━━ Teks yang Disediakan ━━

Kamis 26 Mar 2020 08:55 WIB
Perang Aceh

26 Maret 1873: Perang Aceh Dimulai

Kisah awal perang Aceh

Pembantaian penduduk di Gayo Alas dalam Perang Aceh. pemimpin pembantaian itu adalah Van Daalen.
Foto:

Kesempatan emas itu pun tiba. Pada 1871 terjadi insiden pemblokadean terhadap kapal-kapal Belanda oleh armada kapal Simpang Ulim di pelabuhan Idi. Belanda membubarkan blokade tersebut dan menahan kapal Gipsy milik Teuku Paya, orang yang berseteru dengan penguasa Idi. Pemblokadean kapal-kapal Belanda di Idi yang kabarnya direstui oleh Sultan Aceh ini disebabkan ketidakloyalan penguasa Idi, yaitu Tengku Chik. Berbeda dengan Idi, penguasa Simpang Ulim, Teuku Muda Nyak Malim dikenal sebagai muslim taat yang menghukum mati pemakai candu. Teuku Muda Nyak Malim bersikap loyal pada Sultan Aceh.

━━━

Menurut teks tentang awal Perang Aceh, siapa pemilik kapal Gipsy yang ditahan Belanda? Baris-baris data tidak berperan apa pun dalam latihan ini.

━━ Baris yang Ditampilkan ━━

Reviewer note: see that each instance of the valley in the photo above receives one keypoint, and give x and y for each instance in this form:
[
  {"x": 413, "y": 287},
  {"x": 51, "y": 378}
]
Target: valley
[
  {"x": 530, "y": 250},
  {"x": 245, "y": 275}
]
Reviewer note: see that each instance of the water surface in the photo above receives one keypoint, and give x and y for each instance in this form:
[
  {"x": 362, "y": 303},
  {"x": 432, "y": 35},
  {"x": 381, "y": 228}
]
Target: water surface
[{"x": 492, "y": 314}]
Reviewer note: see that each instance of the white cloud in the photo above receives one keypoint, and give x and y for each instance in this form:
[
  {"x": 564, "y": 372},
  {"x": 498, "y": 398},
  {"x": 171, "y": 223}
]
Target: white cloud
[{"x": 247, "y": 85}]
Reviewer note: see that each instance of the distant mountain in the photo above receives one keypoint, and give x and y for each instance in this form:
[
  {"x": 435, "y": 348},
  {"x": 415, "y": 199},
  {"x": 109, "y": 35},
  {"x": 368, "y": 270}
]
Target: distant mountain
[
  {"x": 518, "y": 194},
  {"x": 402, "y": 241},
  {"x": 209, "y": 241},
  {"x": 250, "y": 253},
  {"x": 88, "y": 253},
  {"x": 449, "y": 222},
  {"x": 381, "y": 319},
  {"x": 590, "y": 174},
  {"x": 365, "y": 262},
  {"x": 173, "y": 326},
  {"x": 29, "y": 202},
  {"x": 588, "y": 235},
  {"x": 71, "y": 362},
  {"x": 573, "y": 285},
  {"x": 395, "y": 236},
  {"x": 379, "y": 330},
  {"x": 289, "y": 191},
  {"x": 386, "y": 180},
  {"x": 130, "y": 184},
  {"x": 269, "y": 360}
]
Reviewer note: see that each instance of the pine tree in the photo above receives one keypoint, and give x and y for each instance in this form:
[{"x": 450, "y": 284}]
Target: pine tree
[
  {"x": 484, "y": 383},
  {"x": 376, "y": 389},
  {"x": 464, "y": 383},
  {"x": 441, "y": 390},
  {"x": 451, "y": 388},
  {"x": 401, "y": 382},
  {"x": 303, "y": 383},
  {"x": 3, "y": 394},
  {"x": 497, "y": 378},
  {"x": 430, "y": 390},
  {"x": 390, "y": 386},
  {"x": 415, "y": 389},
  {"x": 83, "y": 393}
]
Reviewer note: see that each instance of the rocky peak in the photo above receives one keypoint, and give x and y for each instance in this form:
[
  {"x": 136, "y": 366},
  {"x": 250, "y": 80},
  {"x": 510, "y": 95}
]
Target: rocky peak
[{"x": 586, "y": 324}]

━━━

## Jawaban Latihan
Teuku Paya, orang yang berseteru dengan penguasa Idi.